- INFORMATION SHOWN -
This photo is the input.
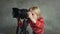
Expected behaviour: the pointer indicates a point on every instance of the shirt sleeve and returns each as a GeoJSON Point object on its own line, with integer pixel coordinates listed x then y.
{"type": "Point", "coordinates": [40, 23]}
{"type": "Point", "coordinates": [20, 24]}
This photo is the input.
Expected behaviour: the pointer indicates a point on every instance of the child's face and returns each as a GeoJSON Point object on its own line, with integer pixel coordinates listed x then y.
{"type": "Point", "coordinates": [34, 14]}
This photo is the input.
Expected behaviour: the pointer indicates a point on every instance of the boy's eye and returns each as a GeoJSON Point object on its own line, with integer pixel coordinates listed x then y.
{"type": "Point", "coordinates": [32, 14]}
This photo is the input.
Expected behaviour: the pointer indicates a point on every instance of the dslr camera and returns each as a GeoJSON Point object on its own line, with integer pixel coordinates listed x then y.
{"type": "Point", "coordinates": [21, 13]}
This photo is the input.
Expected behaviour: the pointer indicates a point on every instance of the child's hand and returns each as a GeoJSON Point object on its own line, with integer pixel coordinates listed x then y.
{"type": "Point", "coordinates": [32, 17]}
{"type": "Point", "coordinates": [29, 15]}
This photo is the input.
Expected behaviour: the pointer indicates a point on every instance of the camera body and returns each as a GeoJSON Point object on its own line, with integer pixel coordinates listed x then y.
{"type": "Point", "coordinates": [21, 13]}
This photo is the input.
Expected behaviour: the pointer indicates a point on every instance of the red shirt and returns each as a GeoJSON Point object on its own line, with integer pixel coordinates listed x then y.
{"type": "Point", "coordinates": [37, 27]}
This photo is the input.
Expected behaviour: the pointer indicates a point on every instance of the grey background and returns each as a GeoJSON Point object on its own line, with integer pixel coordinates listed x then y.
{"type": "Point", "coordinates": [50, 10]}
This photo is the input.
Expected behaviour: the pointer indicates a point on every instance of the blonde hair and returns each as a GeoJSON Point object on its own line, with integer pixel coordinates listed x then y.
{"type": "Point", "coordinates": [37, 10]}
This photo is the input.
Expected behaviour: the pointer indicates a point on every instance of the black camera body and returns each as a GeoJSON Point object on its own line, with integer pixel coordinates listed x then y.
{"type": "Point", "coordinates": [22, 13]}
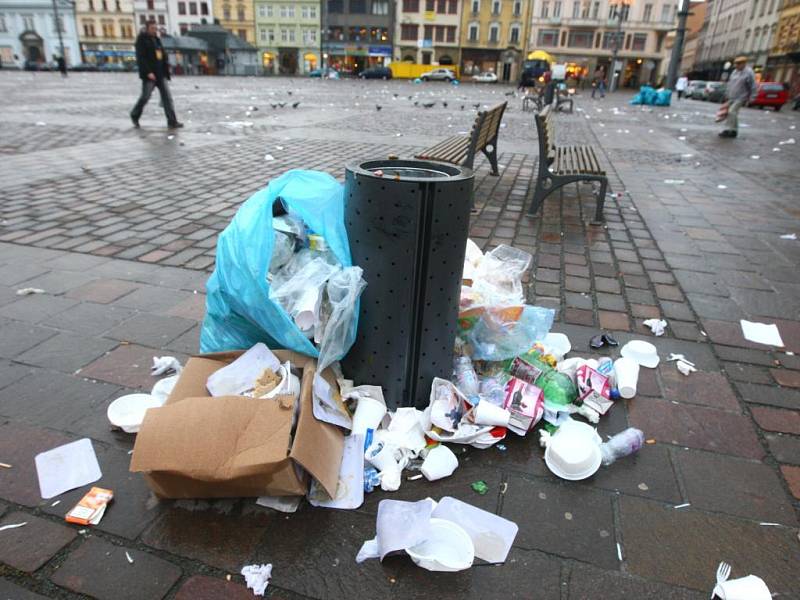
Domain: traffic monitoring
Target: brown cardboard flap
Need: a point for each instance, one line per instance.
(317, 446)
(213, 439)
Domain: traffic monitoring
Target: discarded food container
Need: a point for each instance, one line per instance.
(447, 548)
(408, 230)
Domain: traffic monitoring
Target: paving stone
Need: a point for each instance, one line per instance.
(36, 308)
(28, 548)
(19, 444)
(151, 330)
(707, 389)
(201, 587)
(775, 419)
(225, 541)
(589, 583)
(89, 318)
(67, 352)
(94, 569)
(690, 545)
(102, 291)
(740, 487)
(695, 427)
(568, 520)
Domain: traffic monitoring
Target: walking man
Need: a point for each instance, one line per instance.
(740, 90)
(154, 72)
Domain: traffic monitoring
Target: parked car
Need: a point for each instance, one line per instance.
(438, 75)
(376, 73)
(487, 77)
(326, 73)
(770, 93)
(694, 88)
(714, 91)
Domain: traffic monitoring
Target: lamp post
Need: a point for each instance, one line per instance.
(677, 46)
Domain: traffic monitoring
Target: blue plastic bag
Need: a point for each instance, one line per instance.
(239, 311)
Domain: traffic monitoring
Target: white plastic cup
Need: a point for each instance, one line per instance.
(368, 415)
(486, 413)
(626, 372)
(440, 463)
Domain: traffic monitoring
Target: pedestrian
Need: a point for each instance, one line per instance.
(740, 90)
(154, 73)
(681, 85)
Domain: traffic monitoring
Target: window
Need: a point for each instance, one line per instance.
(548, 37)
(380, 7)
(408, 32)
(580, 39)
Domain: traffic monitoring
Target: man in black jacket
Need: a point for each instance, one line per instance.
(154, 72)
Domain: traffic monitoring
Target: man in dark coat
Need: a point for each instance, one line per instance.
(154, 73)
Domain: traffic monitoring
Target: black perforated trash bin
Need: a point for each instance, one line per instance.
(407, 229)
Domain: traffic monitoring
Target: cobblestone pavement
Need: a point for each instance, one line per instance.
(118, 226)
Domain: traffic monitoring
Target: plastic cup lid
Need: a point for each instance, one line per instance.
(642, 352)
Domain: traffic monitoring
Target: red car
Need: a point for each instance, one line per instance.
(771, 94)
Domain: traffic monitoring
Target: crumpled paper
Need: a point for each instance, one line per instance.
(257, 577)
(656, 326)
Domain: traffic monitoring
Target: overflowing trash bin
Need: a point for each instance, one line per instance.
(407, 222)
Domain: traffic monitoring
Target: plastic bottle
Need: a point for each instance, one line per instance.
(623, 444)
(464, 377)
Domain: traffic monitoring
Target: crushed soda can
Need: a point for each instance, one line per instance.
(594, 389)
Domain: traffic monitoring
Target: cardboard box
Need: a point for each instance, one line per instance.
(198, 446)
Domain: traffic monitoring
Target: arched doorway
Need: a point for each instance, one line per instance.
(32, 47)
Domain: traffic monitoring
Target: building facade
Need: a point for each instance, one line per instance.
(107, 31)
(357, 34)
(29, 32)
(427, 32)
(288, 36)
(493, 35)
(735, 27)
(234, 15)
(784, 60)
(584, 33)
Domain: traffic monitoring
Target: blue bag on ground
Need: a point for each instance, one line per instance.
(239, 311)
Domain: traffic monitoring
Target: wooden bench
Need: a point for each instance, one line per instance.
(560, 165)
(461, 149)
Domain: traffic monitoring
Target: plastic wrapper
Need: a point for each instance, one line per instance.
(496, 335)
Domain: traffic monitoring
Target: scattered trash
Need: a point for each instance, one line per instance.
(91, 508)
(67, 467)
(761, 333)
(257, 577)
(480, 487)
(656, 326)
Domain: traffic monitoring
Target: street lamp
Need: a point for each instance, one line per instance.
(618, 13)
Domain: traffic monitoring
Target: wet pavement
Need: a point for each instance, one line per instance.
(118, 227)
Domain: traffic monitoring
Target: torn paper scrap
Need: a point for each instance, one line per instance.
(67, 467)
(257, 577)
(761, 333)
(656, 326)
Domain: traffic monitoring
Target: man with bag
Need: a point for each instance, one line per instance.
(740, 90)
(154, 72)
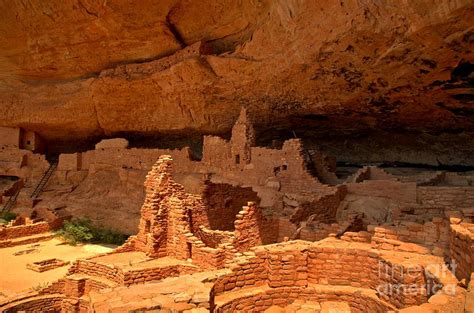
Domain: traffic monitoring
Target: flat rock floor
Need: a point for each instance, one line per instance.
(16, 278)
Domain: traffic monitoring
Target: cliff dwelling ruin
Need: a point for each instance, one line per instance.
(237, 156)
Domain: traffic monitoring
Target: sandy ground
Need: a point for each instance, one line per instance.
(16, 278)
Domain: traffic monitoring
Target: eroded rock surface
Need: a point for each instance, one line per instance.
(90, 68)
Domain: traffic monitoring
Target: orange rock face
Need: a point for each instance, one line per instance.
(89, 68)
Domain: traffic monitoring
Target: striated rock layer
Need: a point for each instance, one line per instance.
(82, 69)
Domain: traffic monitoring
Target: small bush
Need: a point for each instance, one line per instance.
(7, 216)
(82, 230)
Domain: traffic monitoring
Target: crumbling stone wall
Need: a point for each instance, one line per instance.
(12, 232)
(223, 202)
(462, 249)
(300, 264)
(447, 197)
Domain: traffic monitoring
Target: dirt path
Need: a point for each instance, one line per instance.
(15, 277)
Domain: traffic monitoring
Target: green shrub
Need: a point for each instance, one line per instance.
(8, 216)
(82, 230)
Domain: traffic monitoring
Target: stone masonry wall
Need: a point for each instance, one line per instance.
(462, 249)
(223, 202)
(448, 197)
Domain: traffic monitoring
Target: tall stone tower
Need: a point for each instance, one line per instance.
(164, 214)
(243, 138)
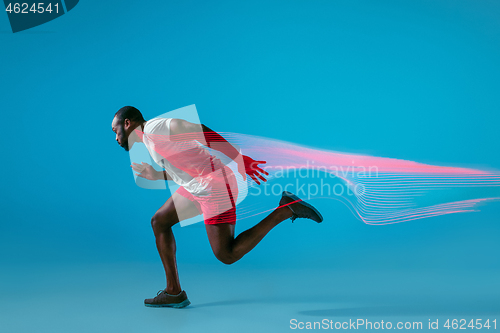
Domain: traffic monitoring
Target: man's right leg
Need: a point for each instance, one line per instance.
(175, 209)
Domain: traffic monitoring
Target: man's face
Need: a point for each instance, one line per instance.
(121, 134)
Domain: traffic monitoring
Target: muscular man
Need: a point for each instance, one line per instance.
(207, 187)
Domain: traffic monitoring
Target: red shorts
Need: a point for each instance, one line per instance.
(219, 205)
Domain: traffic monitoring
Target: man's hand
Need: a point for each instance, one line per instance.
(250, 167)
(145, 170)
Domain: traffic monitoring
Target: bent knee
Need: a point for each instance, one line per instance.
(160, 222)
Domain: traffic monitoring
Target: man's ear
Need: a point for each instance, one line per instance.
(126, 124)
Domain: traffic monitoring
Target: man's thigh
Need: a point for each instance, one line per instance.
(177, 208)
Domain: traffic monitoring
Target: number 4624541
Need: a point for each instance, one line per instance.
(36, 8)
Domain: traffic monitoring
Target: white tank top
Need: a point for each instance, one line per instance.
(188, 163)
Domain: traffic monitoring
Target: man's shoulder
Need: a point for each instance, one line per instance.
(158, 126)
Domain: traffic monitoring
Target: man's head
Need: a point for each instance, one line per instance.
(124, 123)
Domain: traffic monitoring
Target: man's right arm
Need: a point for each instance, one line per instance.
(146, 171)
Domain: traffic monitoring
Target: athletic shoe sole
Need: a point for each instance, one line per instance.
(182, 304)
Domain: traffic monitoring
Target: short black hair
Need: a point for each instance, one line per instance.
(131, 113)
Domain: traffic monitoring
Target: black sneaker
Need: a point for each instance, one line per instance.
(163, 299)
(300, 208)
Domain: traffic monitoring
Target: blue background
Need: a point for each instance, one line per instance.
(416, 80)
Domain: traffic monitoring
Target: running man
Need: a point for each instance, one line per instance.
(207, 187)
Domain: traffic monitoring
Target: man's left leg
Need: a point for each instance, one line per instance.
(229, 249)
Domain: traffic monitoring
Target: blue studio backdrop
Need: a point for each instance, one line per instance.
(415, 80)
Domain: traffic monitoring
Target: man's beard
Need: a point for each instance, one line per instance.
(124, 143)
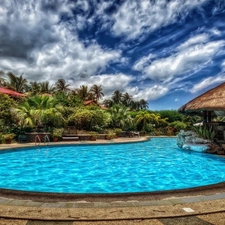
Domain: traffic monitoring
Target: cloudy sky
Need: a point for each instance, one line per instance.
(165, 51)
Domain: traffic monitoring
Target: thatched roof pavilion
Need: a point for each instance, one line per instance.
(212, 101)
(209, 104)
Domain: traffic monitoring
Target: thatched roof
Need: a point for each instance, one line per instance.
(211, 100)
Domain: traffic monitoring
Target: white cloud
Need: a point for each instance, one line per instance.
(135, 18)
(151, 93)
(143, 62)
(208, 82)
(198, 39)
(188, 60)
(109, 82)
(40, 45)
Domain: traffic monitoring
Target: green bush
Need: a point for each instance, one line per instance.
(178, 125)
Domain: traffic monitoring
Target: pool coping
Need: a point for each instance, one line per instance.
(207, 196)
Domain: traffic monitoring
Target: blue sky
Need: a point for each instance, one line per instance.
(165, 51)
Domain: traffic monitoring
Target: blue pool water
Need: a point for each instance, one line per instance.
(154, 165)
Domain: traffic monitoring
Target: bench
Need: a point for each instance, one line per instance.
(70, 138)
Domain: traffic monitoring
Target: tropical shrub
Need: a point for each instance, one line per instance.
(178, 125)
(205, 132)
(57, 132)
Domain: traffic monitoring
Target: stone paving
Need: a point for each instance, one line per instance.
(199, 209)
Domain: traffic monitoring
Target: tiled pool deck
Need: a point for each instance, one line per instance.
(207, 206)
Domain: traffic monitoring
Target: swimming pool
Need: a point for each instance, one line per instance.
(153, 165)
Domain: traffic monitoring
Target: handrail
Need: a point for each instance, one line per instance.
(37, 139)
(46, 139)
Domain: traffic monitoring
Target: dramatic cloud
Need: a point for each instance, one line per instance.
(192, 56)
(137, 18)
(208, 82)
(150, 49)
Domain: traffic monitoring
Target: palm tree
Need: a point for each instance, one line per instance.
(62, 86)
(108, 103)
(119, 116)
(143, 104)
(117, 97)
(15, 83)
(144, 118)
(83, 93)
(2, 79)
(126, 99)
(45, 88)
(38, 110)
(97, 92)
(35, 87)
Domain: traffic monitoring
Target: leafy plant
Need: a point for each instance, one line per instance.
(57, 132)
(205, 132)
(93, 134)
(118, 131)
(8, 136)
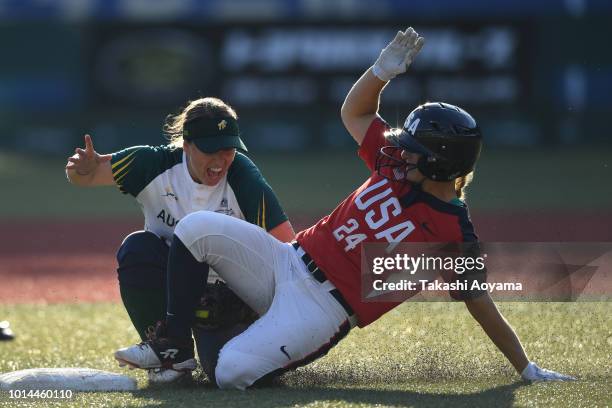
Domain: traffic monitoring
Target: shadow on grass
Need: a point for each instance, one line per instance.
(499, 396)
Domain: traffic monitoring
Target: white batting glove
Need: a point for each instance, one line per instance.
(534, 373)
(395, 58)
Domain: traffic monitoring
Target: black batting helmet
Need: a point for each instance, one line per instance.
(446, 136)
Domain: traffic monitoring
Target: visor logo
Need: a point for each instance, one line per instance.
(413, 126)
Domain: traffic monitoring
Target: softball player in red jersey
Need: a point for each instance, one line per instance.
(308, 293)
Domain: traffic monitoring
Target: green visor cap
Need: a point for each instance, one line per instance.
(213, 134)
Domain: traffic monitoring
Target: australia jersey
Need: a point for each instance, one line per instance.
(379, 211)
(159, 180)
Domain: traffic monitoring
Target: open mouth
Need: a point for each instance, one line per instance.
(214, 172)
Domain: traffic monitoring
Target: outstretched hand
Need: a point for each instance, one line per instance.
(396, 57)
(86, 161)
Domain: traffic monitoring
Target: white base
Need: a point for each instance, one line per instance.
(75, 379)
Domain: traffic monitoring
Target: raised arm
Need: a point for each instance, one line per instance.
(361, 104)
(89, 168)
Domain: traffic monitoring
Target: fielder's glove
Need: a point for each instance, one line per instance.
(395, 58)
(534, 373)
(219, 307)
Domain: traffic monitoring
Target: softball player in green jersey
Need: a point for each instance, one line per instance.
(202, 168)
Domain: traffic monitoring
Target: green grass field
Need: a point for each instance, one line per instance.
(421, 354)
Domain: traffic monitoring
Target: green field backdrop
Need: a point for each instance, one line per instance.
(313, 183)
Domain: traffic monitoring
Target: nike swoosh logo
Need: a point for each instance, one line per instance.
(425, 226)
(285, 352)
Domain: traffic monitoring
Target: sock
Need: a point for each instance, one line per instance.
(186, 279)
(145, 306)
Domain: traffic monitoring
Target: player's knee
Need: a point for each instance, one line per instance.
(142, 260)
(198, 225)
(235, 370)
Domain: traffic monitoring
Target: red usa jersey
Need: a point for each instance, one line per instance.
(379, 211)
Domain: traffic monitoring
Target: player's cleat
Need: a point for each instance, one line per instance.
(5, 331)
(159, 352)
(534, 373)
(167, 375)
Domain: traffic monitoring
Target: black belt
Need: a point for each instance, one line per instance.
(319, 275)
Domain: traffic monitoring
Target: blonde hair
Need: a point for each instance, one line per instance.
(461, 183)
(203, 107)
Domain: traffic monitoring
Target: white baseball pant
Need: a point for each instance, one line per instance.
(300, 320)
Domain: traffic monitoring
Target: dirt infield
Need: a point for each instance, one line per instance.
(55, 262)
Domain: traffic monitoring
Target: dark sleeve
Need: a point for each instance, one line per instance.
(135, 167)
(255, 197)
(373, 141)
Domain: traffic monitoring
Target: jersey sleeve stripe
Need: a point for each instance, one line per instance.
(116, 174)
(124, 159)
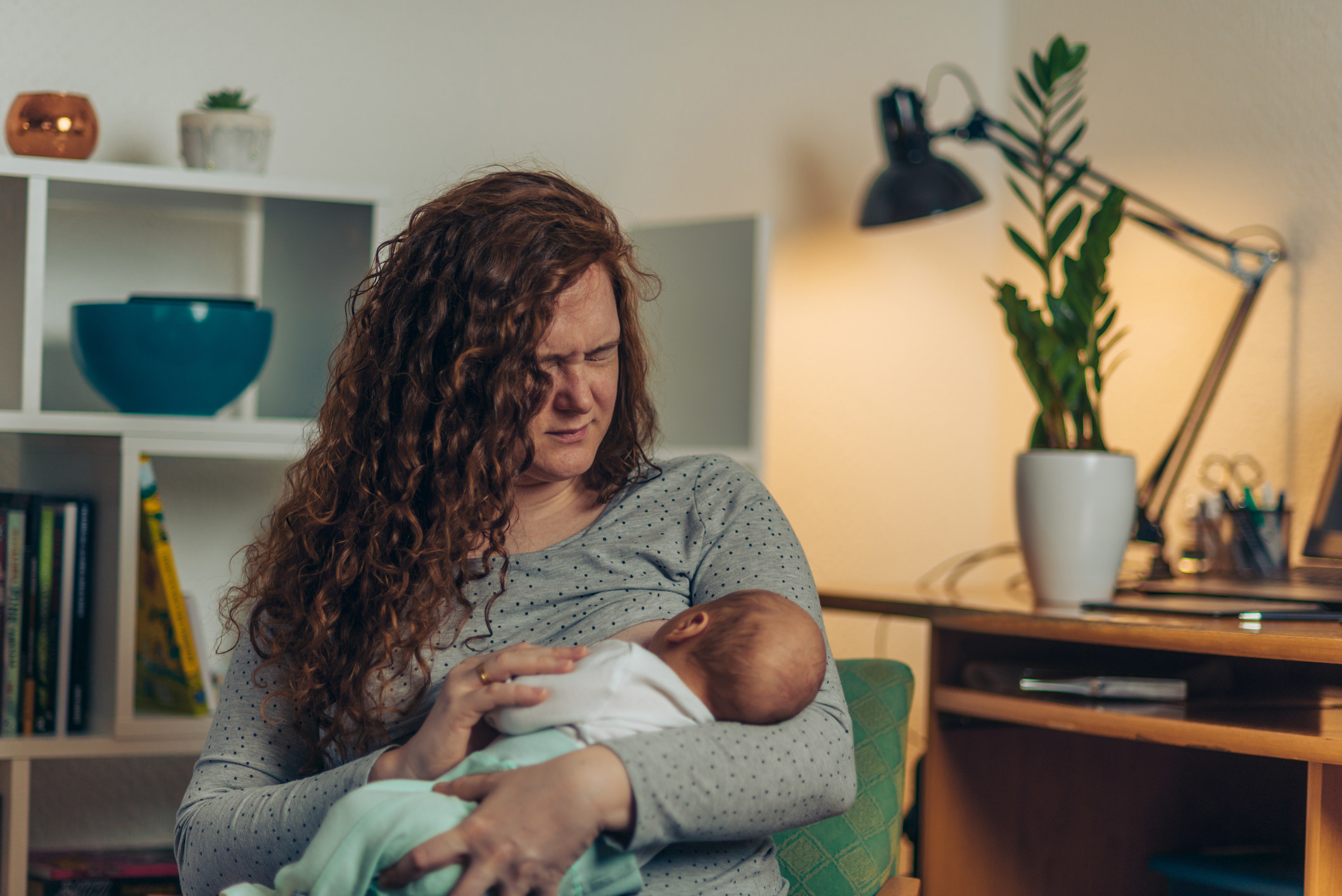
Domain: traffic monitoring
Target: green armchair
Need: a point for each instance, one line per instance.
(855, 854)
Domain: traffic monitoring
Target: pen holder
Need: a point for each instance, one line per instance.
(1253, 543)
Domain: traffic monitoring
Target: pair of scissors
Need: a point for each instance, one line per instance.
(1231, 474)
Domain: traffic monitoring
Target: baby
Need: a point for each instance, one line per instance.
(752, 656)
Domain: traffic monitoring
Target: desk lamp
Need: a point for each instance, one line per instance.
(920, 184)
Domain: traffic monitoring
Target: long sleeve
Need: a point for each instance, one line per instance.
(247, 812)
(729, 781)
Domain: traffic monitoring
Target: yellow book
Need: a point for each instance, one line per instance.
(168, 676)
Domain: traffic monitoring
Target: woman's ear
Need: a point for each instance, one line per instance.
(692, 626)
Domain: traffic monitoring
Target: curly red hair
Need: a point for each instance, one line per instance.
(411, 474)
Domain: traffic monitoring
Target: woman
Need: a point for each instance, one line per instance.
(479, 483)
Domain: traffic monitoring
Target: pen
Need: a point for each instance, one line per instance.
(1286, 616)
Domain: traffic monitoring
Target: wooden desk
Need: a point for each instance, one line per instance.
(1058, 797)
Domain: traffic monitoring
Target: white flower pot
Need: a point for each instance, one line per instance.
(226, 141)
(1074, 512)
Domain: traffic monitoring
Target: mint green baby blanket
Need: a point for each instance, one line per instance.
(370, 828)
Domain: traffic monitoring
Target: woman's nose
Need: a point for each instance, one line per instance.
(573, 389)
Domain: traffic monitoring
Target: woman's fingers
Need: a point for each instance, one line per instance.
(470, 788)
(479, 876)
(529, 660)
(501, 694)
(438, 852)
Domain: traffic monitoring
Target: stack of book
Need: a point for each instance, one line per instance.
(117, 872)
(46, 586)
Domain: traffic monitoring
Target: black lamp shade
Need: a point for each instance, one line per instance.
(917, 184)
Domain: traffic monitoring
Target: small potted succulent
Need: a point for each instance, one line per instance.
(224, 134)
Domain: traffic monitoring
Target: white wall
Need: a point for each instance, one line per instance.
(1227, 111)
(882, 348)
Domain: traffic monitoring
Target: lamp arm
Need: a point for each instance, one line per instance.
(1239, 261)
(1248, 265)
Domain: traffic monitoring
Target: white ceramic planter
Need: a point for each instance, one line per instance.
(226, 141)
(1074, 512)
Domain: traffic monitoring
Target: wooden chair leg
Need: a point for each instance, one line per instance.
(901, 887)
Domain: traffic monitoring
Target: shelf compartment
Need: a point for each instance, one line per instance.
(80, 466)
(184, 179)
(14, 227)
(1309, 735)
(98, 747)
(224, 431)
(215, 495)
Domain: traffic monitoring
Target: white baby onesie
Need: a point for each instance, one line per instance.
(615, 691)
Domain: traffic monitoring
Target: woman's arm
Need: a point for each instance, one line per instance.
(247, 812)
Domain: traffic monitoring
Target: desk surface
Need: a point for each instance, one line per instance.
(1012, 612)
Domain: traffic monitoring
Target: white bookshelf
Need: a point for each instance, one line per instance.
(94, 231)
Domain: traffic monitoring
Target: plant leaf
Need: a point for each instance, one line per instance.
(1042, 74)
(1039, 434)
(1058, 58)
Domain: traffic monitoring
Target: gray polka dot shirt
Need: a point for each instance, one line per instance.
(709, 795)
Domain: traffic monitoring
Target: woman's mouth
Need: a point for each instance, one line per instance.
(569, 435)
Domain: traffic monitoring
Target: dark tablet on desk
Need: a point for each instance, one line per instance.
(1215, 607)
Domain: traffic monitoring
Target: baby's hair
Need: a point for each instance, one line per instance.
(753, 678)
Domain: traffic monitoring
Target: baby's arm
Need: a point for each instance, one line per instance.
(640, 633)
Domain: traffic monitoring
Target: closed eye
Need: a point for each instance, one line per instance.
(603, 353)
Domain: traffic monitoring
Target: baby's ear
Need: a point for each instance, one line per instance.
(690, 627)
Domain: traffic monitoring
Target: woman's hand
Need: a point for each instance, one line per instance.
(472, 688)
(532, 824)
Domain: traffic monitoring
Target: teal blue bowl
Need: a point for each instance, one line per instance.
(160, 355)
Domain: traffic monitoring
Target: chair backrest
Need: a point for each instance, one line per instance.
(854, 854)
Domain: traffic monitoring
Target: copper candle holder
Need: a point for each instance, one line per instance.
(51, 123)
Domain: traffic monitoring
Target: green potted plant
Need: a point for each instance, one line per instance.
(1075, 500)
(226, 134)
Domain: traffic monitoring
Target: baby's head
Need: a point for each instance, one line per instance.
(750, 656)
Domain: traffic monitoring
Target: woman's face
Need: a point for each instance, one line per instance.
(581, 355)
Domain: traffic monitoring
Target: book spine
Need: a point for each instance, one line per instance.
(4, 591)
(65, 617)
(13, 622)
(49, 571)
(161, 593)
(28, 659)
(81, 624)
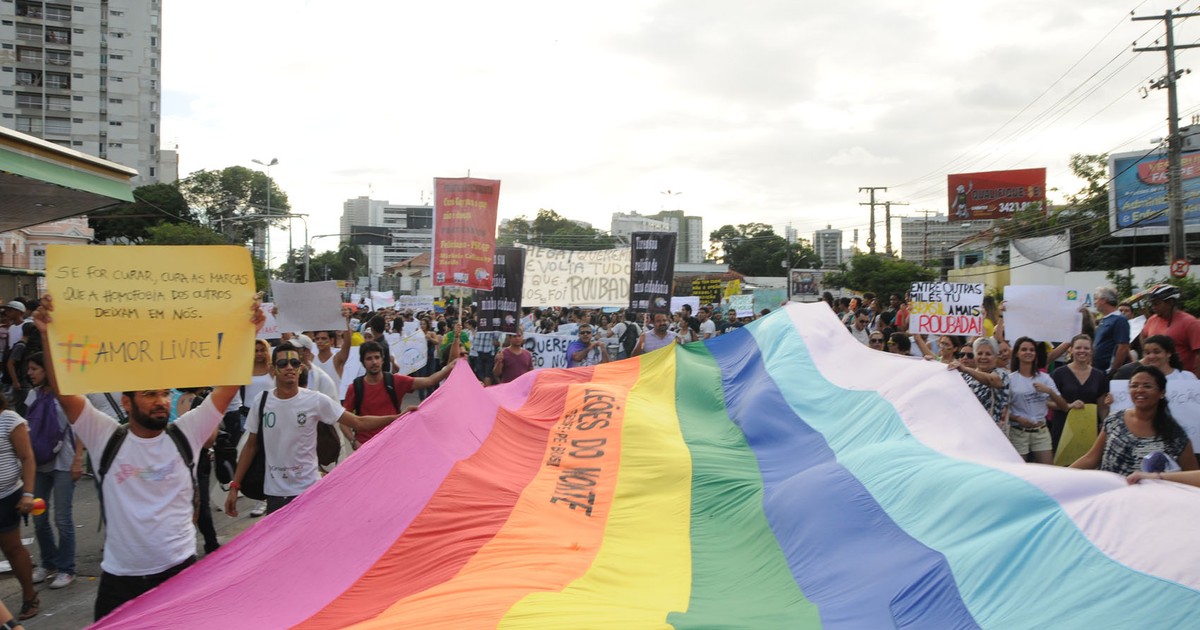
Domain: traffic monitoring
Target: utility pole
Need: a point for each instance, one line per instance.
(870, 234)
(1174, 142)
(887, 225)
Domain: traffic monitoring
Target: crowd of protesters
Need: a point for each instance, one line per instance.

- EXERCISE GOAL -
Please return all lines above in which the string "paving" is found.

- ANSWER BOX -
Target: paving stone
Target: stone paving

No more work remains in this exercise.